# START OF Input material
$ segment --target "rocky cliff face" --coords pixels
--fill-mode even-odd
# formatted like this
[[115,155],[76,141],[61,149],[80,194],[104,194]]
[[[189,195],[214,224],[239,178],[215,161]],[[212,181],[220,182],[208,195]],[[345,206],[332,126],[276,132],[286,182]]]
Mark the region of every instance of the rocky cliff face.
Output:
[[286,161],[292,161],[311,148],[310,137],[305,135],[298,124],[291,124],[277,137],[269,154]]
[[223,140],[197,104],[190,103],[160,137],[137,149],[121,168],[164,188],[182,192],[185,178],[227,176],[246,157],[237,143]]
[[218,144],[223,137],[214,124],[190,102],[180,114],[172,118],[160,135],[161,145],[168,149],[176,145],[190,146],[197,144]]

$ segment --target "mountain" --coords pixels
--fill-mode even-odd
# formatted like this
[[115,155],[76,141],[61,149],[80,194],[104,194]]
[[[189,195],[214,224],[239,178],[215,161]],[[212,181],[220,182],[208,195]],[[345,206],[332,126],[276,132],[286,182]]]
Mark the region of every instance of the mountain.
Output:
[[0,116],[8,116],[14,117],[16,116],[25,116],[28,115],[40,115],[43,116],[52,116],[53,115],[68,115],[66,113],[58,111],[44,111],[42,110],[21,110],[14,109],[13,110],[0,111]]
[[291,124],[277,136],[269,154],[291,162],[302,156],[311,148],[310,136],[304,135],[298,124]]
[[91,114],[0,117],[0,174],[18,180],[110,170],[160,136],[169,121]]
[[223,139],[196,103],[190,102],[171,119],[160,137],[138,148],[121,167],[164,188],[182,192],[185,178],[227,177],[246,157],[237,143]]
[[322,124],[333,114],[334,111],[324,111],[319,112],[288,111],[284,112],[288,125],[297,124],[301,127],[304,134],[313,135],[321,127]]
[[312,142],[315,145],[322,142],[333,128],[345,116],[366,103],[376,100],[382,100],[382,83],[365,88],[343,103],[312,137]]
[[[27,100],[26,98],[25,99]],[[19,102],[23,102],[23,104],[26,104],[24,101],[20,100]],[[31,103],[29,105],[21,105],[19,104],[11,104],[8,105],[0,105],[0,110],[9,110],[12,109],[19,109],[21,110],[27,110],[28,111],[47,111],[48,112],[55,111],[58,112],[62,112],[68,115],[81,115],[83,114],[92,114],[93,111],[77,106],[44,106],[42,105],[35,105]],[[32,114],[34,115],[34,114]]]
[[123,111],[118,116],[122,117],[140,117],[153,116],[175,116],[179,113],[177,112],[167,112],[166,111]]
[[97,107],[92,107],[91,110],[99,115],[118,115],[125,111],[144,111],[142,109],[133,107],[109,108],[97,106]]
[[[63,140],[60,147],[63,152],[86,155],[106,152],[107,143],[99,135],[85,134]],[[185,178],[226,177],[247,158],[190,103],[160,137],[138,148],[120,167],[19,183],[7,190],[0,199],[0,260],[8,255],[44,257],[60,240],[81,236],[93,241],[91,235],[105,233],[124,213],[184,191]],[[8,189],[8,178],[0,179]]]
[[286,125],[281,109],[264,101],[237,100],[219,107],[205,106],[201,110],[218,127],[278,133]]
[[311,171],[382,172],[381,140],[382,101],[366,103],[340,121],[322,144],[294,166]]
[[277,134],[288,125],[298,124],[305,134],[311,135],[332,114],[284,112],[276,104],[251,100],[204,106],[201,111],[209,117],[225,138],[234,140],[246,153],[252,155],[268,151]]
# END OF Input material
● What to do: Print the records above exactly as they appear.

● Task solution:
$ segment --target "rocky cliff face" --coords pixels
--fill-mode even-odd
# formatted like this
[[115,155],[76,141],[61,149],[80,194],[104,194]]
[[[189,195],[214,224],[239,178],[215,161]],[[212,181],[220,182],[208,195]],[[345,206],[332,126],[276,132],[286,182]]]
Mark the region of every instance of the rocky cliff face.
Output:
[[286,161],[292,161],[311,148],[310,137],[305,135],[298,124],[291,124],[277,137],[269,154]]
[[223,140],[197,104],[190,103],[160,137],[137,149],[121,168],[164,188],[182,192],[185,178],[227,176],[246,157],[237,143]]
[[218,144],[223,137],[214,124],[190,102],[180,114],[172,118],[160,135],[161,145],[168,149],[176,145],[190,146],[197,144]]

$ segment --target "mountain" --coords pixels
--fill-mode even-odd
# formatted like this
[[115,155],[76,141],[61,149],[80,194],[104,194]]
[[[189,195],[214,224],[239,178],[215,161]],[[212,181],[220,182],[208,195]],[[345,206],[332,126],[276,132],[286,182]]]
Mark the region of every instance of the mountain.
Output:
[[0,116],[8,116],[14,117],[16,116],[25,116],[28,115],[40,115],[43,116],[52,116],[53,115],[68,115],[66,113],[58,111],[44,111],[42,110],[21,110],[14,109],[13,110],[0,111]]
[[291,124],[277,136],[269,154],[291,162],[302,156],[311,148],[310,136],[304,135],[298,124]]
[[91,114],[0,117],[0,174],[18,180],[110,170],[160,136],[169,121]]
[[223,139],[196,103],[190,102],[171,119],[160,137],[138,148],[121,167],[164,188],[182,192],[185,178],[227,177],[246,157],[237,143]]
[[322,124],[333,114],[334,111],[324,111],[319,112],[288,111],[284,112],[288,125],[297,124],[301,127],[304,134],[313,135],[321,127]]
[[312,142],[315,145],[322,142],[333,128],[345,116],[366,103],[376,100],[382,100],[382,83],[365,88],[343,103],[312,137]]
[[[27,100],[26,98],[25,99]],[[19,102],[23,102],[23,104],[26,104],[24,101],[20,100]],[[31,103],[29,105],[21,105],[19,104],[11,104],[8,105],[0,105],[0,110],[9,110],[12,109],[19,109],[21,110],[27,110],[28,111],[47,111],[48,112],[55,111],[58,112],[62,112],[68,115],[81,115],[83,114],[92,114],[93,111],[77,106],[44,106],[42,105],[35,105]],[[32,114],[34,115],[34,114]]]
[[123,111],[118,116],[122,117],[140,117],[153,116],[175,116],[179,113],[177,112],[167,112],[166,111]]
[[97,107],[92,107],[91,110],[99,115],[118,115],[125,111],[144,111],[142,109],[133,107],[109,108],[97,106]]
[[[63,140],[60,147],[63,152],[86,155],[106,152],[107,143],[99,135],[85,134]],[[185,178],[226,177],[247,158],[190,103],[160,137],[138,148],[120,167],[19,183],[7,190],[0,199],[0,260],[8,255],[44,257],[60,240],[81,236],[93,241],[91,235],[105,233],[124,213],[184,191]],[[8,189],[8,178],[0,179]]]
[[286,125],[281,109],[264,101],[237,100],[219,107],[205,106],[201,110],[218,127],[278,133]]
[[311,171],[382,172],[381,140],[382,101],[366,103],[340,121],[322,144],[294,166]]
[[277,134],[288,125],[298,124],[305,134],[311,135],[332,114],[284,112],[276,104],[251,100],[204,106],[201,111],[209,117],[225,138],[234,140],[246,153],[252,155],[268,151]]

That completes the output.